What is needed →
For the entries below, state how many lines contain the string "distant". Add nothing else.

====== Working data

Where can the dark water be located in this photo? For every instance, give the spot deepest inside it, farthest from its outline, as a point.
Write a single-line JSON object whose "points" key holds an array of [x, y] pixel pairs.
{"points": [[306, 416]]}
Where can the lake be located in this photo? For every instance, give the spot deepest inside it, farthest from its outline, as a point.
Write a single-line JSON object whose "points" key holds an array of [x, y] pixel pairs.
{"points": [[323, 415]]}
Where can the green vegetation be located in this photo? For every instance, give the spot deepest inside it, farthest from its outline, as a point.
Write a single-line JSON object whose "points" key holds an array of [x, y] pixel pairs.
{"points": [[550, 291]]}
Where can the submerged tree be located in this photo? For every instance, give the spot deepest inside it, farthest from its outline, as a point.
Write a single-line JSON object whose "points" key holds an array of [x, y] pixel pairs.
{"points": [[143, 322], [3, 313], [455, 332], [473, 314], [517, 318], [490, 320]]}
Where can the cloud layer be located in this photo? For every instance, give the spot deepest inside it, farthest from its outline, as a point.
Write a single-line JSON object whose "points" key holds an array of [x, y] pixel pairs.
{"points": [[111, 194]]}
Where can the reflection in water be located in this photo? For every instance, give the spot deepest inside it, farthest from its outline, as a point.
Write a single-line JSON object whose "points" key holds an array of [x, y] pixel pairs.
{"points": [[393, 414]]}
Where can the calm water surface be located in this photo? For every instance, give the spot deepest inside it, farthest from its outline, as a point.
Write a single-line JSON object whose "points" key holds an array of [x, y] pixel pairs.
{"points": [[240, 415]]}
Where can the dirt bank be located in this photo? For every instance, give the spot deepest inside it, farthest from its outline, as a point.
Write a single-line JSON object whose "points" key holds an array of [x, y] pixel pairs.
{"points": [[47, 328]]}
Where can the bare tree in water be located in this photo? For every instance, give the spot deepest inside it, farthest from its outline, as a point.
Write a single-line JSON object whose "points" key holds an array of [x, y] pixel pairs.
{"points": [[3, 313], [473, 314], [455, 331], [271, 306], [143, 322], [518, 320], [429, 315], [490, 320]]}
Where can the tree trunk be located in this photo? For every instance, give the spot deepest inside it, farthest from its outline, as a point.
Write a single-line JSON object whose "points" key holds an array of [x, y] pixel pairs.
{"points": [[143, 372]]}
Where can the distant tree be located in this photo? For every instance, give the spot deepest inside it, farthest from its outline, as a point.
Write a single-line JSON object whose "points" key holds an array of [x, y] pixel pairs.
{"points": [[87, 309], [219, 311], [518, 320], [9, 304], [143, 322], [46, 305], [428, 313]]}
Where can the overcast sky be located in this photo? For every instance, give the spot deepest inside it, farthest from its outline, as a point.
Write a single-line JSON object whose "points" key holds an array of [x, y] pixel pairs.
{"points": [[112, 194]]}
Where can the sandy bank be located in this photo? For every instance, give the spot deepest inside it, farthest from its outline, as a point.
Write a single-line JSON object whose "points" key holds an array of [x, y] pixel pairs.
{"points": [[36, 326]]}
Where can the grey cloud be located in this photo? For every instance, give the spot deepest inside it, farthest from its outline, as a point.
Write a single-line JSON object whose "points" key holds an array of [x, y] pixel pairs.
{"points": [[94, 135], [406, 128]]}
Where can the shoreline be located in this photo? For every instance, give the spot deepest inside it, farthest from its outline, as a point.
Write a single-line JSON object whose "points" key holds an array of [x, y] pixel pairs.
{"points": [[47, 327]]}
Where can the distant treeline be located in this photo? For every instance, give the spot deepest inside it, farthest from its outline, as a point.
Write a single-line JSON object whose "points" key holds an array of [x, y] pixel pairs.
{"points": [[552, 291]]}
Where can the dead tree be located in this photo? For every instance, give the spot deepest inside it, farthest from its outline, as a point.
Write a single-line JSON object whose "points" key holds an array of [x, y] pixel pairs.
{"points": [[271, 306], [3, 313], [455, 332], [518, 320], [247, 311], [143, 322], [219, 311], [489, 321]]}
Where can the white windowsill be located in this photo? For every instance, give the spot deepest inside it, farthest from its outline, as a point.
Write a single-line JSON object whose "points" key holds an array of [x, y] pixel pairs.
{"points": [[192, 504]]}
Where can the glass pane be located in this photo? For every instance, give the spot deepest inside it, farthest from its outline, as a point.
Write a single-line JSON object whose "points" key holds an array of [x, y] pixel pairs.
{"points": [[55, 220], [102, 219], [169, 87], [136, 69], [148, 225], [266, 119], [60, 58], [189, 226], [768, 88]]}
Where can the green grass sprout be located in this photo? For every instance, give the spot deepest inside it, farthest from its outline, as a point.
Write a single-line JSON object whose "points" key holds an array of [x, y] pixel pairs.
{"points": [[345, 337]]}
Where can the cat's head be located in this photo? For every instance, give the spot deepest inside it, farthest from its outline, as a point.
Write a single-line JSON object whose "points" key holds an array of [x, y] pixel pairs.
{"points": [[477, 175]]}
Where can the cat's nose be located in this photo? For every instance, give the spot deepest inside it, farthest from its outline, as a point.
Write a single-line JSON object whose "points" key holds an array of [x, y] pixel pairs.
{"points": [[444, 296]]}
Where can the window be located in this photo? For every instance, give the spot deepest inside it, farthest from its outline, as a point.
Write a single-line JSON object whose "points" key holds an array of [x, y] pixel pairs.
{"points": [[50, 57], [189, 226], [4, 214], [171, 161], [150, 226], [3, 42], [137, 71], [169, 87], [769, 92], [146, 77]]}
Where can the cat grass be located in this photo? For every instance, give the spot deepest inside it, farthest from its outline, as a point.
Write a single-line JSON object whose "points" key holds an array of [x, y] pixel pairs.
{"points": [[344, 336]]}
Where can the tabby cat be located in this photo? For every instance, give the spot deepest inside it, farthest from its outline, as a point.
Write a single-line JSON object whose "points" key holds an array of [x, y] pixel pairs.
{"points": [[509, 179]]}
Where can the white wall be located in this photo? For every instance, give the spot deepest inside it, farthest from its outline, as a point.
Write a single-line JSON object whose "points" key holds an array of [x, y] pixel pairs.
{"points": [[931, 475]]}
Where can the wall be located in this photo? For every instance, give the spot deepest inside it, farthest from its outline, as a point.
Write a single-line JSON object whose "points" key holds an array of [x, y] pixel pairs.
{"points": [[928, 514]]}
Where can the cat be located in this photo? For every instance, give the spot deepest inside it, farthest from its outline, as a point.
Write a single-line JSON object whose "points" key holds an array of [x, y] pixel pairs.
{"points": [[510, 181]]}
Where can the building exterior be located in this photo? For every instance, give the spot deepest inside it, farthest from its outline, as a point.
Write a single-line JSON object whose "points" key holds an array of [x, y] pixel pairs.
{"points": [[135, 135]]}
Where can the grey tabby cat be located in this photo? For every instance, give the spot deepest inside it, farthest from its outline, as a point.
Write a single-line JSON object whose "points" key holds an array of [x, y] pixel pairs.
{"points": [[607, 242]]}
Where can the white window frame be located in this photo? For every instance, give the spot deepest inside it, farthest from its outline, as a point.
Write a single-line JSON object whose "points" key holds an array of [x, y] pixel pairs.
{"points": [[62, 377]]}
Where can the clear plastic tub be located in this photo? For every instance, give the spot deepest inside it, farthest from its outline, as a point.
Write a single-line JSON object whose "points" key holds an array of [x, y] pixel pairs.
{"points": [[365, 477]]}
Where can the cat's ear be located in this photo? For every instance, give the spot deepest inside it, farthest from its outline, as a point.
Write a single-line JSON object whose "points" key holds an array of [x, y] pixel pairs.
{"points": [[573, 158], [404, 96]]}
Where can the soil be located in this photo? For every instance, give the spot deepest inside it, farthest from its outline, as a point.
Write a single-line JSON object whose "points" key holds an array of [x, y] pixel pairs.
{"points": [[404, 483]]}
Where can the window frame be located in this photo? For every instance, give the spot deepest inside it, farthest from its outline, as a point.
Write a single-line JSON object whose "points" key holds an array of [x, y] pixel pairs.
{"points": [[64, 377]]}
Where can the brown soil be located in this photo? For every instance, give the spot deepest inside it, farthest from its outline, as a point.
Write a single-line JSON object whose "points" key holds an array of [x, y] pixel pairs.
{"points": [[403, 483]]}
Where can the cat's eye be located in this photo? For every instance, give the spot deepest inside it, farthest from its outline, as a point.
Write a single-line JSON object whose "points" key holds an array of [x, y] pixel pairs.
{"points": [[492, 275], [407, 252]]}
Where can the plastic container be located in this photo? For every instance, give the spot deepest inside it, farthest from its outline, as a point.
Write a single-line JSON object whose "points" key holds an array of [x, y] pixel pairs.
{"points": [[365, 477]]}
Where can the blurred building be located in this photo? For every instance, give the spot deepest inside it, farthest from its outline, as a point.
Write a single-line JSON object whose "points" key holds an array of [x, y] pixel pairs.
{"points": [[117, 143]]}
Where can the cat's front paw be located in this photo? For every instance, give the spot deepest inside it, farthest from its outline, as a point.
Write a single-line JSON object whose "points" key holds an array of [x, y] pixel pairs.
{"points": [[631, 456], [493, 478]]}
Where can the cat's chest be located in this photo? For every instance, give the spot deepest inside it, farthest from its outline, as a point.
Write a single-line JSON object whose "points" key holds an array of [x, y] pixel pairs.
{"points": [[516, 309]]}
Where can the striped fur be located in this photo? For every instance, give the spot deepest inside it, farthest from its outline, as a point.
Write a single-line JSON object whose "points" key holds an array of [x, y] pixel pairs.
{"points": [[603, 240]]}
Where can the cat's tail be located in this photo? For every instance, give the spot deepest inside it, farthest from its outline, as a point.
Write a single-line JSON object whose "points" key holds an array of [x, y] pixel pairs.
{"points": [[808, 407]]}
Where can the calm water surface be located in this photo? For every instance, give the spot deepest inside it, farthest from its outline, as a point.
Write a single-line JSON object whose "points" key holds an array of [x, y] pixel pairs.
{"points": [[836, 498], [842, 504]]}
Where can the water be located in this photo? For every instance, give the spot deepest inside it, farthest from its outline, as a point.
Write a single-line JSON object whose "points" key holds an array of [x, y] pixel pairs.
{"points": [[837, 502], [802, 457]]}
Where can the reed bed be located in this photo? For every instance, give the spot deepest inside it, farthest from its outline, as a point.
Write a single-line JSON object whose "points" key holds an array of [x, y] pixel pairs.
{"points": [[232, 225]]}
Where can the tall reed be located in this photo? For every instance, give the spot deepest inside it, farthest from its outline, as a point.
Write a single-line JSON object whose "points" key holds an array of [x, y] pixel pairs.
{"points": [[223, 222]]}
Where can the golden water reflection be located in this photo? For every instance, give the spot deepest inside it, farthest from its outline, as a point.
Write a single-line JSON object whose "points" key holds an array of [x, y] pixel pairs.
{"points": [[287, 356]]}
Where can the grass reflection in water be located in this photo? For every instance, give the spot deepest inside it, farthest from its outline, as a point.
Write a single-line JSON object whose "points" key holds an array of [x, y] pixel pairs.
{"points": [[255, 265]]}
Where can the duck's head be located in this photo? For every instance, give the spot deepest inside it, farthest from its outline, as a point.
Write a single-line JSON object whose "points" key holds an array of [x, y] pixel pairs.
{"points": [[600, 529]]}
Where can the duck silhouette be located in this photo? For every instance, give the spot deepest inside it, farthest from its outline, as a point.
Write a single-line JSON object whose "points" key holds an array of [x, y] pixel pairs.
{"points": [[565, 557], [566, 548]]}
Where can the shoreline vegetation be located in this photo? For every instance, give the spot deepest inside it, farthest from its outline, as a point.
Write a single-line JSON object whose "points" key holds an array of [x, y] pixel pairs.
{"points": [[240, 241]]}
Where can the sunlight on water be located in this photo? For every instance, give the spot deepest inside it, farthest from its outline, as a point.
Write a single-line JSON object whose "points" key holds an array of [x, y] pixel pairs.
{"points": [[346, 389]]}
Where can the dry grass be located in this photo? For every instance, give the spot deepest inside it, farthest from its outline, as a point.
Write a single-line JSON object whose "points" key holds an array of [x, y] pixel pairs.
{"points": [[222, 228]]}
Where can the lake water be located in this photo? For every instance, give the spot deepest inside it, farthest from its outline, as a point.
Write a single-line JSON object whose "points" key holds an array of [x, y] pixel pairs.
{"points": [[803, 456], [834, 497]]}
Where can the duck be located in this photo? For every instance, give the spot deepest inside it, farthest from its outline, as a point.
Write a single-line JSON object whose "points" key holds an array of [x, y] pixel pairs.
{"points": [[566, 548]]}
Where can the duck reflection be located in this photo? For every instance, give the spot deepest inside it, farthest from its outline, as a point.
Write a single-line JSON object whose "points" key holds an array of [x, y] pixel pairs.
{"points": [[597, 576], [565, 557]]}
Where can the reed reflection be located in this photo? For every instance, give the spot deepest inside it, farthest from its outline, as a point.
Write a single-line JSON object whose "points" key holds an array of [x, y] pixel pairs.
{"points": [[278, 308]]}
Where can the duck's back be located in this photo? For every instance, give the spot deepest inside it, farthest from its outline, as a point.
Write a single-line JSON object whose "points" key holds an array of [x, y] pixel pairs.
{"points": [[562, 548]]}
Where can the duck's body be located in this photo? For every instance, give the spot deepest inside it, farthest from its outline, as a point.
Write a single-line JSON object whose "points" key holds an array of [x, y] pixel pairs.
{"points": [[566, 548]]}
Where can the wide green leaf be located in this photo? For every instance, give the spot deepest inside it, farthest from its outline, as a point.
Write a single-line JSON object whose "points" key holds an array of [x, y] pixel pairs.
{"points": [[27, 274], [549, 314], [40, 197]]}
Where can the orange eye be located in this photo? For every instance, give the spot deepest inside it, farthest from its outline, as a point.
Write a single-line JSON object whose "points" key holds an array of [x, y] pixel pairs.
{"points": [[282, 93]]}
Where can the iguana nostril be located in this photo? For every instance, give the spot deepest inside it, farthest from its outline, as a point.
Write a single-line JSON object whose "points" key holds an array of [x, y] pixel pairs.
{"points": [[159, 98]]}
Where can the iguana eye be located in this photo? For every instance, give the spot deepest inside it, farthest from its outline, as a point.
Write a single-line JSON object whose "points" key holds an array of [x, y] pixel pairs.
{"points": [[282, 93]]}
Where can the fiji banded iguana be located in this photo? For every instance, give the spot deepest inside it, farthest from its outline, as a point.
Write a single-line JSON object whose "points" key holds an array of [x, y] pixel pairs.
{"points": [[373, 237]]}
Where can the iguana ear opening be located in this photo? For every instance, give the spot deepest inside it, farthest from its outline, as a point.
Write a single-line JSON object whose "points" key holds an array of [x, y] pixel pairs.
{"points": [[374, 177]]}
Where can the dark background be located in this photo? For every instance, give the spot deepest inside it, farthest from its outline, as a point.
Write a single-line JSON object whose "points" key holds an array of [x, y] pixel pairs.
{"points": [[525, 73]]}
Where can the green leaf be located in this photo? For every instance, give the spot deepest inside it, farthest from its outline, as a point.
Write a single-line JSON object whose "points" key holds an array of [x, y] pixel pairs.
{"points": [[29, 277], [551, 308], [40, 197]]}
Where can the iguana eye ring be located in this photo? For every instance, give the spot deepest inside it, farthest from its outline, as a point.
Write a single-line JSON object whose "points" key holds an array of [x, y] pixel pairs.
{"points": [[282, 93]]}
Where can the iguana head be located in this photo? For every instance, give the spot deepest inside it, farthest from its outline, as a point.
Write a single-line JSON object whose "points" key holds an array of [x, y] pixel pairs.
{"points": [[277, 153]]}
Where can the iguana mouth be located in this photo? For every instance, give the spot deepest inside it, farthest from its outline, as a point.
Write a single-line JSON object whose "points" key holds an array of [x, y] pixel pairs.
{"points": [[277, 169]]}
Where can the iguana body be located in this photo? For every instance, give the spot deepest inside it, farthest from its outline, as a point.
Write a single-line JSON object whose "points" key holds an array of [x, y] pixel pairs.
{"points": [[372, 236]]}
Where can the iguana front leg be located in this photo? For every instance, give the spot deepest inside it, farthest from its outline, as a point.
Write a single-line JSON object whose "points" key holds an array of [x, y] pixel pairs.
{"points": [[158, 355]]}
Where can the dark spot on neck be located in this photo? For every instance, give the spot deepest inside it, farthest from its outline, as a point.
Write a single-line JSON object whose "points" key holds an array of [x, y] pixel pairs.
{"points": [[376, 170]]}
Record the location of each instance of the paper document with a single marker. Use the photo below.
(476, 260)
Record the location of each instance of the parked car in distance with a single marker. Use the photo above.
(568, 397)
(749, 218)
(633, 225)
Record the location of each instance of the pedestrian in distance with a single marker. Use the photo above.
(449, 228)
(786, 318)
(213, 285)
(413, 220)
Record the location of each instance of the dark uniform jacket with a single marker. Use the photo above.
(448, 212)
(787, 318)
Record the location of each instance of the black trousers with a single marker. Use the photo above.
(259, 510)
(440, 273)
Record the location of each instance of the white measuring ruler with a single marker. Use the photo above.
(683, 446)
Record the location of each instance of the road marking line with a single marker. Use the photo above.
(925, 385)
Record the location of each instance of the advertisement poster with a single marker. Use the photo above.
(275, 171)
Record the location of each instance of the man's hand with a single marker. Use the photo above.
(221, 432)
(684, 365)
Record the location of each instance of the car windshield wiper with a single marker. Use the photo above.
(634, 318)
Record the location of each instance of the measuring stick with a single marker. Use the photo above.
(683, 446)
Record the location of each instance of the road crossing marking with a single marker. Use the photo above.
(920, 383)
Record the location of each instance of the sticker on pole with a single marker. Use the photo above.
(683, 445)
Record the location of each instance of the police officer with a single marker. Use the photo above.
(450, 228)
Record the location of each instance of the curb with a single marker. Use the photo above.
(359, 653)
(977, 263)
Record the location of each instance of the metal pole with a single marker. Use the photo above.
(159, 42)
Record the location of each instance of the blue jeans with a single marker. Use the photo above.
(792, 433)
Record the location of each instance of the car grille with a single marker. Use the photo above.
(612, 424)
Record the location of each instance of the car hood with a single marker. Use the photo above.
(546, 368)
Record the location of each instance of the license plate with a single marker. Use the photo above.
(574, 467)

============

Output →
2